- Provided passage:
◆ ◆ ◆ ◆ ◆ ◆ ◆
Having pondered a bit more, I've changed some of my mind. I think the code in your patch, Jeff, is correct. I don't think that the description is quite right. The problem isn't directly related to the hash. The lock-request in question *isn't* in the hash at this point, but something that is blocked by it is. If posix_locks_deadlock() fails to find a deadlock, the caller_fl will be passed to __locks_insert_block(), and this wakes up all locks that are blocked on caller_fl, clearing the fl_blocker link. So if posix_locks_deadlock() finds caller_fl while searching for a deadlock, it can be sure that link in the cycle is about to be broken and it need not treat it as the cause of a deadlock. This bug is part of the bug Bruce found last year (And got an lwn.net mention for!), but at the time we didn't consider the dead-lock detection side. Fixes: 5946c4319ebb ("fs/locks: allow a lock request to block other requests.")
Thanks Neil. I've incorporated your description and added your SoB line (hope that's ok -- let me know if it isn't). I'm sending this to the list now, and will put it in linux-next for a few days before sending it on to Linus.
On third thought, I think I like the idea of waking up all of the waiters blocked on the request prior to doing the deadlock check. We're waking them up anyway when we go to reinsert the thing in the hash, so we might as well just go ahead and wake early and keep deadlock detection simpler. v3 patch sent to the list today. It also seems to fix this.
(In reply to bfields from comment #2) > Right, I think there may be a TOCTOU race between posix_locks_deadlock and > locks_insert_lock_ctx. By the way, I was totally confusing inserting a block with applying a lock in the uncontended case. The former is in a single critical section under the blocked_lock_lock. The latter doesn't add an edge to the graph of blocked tasks. Apologies for the noise.
Merged into mainline and should make v5.1-rc3. Also marked for stable, so should get picked up for v5.0 stable series kernels as well.
◆ ◆ ◆ ◆ ◆ ◆ ◆
- Material provided:
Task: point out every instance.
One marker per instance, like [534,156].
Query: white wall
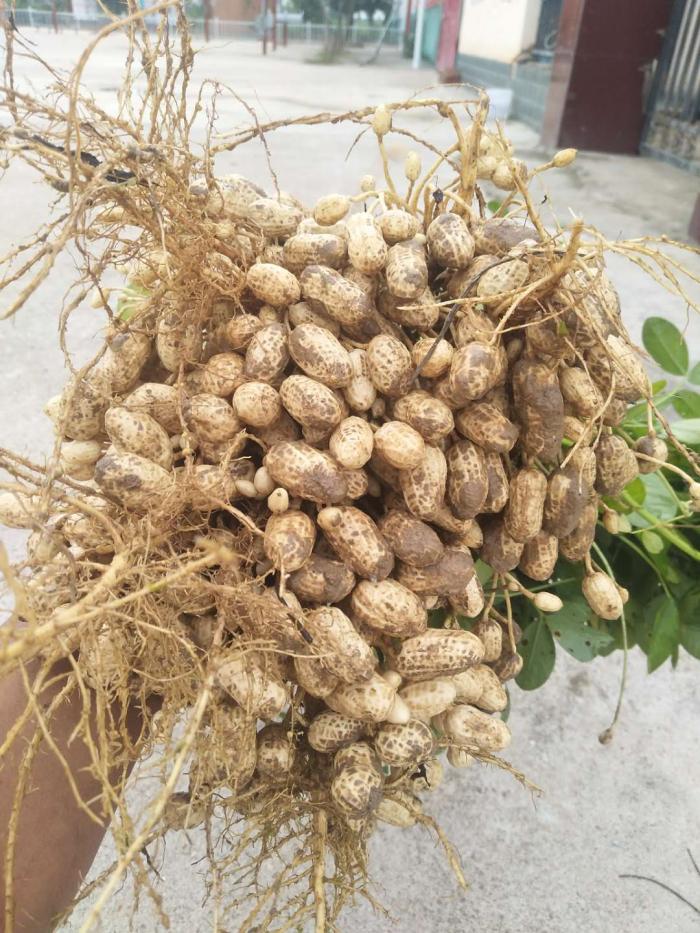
[498,29]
◆ ◆ ◆ ◆ ◆ ◆ ◆
- Goal:
Which mainline release candidate should the merged fix make, according to the file-locking bug thread?

- Task response:
v5.1-rc3